▶ _DATA FOR THIS EXERCISE_:
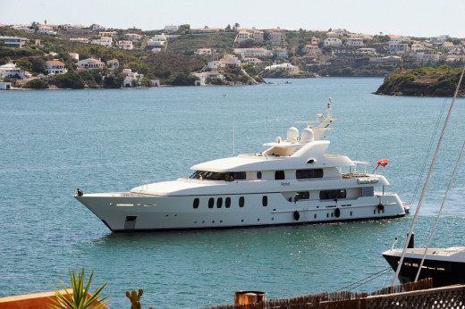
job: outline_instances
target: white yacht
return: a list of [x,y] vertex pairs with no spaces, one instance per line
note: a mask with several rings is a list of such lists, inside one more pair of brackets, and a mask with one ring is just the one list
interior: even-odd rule
[[[326,154],[319,140],[327,115],[292,127],[258,154],[213,160],[191,167],[190,178],[140,186],[129,192],[84,194],[74,197],[113,231],[232,228],[323,223],[405,215],[389,182],[367,163]],[[361,170],[360,171],[360,165]],[[359,168],[359,170],[358,170]],[[375,188],[377,190],[375,190]]]

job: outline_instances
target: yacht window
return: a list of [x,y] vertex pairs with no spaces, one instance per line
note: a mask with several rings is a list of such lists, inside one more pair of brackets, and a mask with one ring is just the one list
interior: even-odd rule
[[203,180],[244,180],[246,179],[245,171],[227,171],[227,172],[216,172],[216,171],[196,171],[190,178]]
[[345,189],[342,190],[324,190],[320,191],[320,199],[335,199],[335,198],[345,198]]
[[275,180],[285,180],[284,171],[275,171]]
[[310,192],[309,192],[309,191],[297,192],[297,194],[299,195],[299,199],[310,198]]
[[295,171],[295,178],[298,180],[305,180],[309,178],[322,178],[323,169],[308,169],[297,170]]

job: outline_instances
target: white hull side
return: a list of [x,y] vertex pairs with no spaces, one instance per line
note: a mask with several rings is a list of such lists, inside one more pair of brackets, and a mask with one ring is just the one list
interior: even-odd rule
[[[267,196],[266,206],[263,205],[264,196]],[[241,196],[244,197],[243,207],[239,205]],[[380,196],[376,196],[297,202],[289,202],[281,193],[186,196],[114,193],[75,197],[114,231],[322,223],[405,215],[395,194],[382,196],[382,207],[379,206]],[[223,201],[221,208],[217,206],[219,197]],[[229,208],[225,205],[226,197],[231,198]],[[195,198],[199,198],[197,209],[193,207]],[[208,208],[210,198],[214,198],[213,208]]]

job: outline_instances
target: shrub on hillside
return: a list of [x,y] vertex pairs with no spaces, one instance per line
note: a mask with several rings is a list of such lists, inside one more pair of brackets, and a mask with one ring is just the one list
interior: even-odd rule
[[30,89],[46,89],[48,88],[48,83],[44,79],[35,79],[28,81],[24,86],[22,86],[22,88]]

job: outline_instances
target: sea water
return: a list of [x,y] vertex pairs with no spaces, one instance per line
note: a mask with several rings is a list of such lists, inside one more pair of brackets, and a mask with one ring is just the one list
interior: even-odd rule
[[[328,152],[369,162],[368,171],[387,158],[376,172],[415,211],[450,98],[372,95],[382,79],[271,81],[278,85],[0,92],[0,297],[52,290],[58,277],[69,287],[68,271],[84,268],[94,271],[92,289],[107,282],[111,307],[128,307],[125,291],[140,288],[143,307],[200,307],[232,304],[244,289],[267,298],[338,290],[385,269],[381,252],[395,237],[403,245],[412,214],[126,234],[110,232],[72,198],[76,188],[125,191],[186,177],[204,161],[258,153],[289,127],[304,128],[295,121],[326,114],[331,96],[337,122],[324,137]],[[464,104],[457,99],[445,132],[415,229],[418,246],[463,142]],[[464,180],[460,168],[432,246],[465,246]],[[393,277],[353,289],[372,291]]]

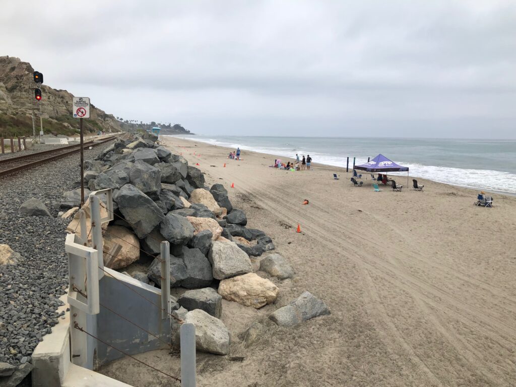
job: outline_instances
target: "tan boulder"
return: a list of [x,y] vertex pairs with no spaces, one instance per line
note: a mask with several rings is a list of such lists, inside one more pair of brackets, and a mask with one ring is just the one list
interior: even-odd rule
[[104,264],[106,267],[121,269],[139,257],[140,241],[136,235],[121,226],[107,228],[104,235]]
[[191,204],[186,199],[183,198],[182,196],[179,197],[179,200],[183,202],[183,205],[185,206],[185,208],[189,208],[192,206]]
[[194,189],[190,195],[190,202],[204,204],[208,207],[210,211],[213,211],[215,216],[222,214],[220,206],[213,198],[213,195],[212,195],[212,193],[207,189],[203,188]]
[[[103,203],[101,202],[100,206],[100,217],[105,218],[107,217],[107,209],[104,206],[105,205]],[[88,235],[88,240],[91,240],[91,210],[90,208],[90,198],[88,198],[88,200],[86,200],[86,202],[84,203],[82,209],[84,211],[84,216],[86,219],[86,230],[85,231],[86,234]],[[81,236],[80,234],[80,225],[79,225],[79,219],[81,217],[80,212],[77,211],[75,215],[73,217],[73,219],[72,219],[72,221],[68,223],[68,225],[66,228],[66,231],[71,234],[76,234],[77,235]],[[102,230],[105,230],[107,228],[107,222],[102,223]]]
[[222,228],[215,219],[211,218],[196,218],[195,216],[187,216],[186,219],[191,223],[195,229],[194,235],[197,235],[203,230],[209,230],[212,232],[212,240],[215,240],[222,233]]
[[0,265],[14,265],[20,257],[20,253],[13,251],[8,245],[0,244]]
[[73,208],[70,208],[66,213],[63,214],[61,216],[61,217],[63,219],[67,219],[67,218],[69,218],[70,217],[71,217],[72,215],[73,215],[74,214],[75,214],[78,211],[79,211],[78,207],[74,207]]
[[224,299],[256,309],[273,302],[279,292],[276,285],[254,273],[222,280],[218,290]]

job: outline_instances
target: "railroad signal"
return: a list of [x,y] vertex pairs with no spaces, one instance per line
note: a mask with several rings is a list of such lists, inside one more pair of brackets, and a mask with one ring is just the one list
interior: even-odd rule
[[35,83],[43,83],[43,74],[39,71],[34,72],[34,82]]

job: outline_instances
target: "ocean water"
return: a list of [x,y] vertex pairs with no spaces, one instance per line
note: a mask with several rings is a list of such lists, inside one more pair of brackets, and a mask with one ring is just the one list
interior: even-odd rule
[[[174,137],[174,136],[172,136]],[[182,137],[179,136],[176,137]],[[462,187],[516,194],[516,140],[195,135],[196,141],[346,167],[381,153],[408,167],[411,176]],[[271,160],[271,164],[273,163]],[[394,174],[392,173],[391,174]],[[406,176],[406,172],[401,172]],[[406,183],[406,182],[405,182]],[[403,184],[403,180],[401,180]]]

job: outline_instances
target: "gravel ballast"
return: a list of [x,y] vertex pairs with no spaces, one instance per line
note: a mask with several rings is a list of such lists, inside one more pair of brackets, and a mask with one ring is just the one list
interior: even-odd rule
[[[110,143],[85,150],[85,159]],[[76,187],[79,171],[77,153],[0,179],[0,244],[21,254],[18,264],[0,266],[0,362],[30,362],[61,318],[56,310],[68,287],[64,238],[70,219],[55,217],[64,192]],[[52,217],[20,214],[20,205],[31,198],[42,201]]]

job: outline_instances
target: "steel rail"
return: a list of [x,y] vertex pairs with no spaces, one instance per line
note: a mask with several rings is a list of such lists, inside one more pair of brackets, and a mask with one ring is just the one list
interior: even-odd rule
[[[101,140],[96,142],[94,141],[89,141],[88,142],[85,142],[84,146],[85,147],[90,146],[95,147],[97,145],[103,144],[104,142],[107,142],[108,141],[112,141],[116,137],[116,136],[113,136],[108,138],[103,139]],[[13,173],[15,173],[25,169],[28,169],[34,167],[44,164],[46,163],[54,161],[54,160],[57,160],[62,157],[67,157],[67,156],[73,154],[74,153],[78,153],[80,151],[80,144],[71,145],[68,147],[61,147],[57,149],[43,151],[42,152],[30,153],[29,154],[24,155],[23,156],[20,156],[17,157],[11,157],[10,158],[7,158],[5,160],[0,160],[0,177],[12,174]],[[45,157],[43,158],[38,159],[38,157],[40,157],[42,156],[47,156],[48,157]],[[36,160],[34,160],[34,161],[30,161],[30,160],[32,160],[35,158],[36,159]],[[24,163],[23,162],[24,161],[26,161],[27,162]],[[19,165],[20,162],[23,164]],[[14,166],[11,166],[13,165]],[[10,166],[11,167],[9,168]],[[8,169],[4,169],[6,167],[7,167]]]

▶ _THE EXERCISE_: Show every line above that contains the word "white". Case counts.

▶ _TASK SOLUTION_:
target: white yacht
target: white hull side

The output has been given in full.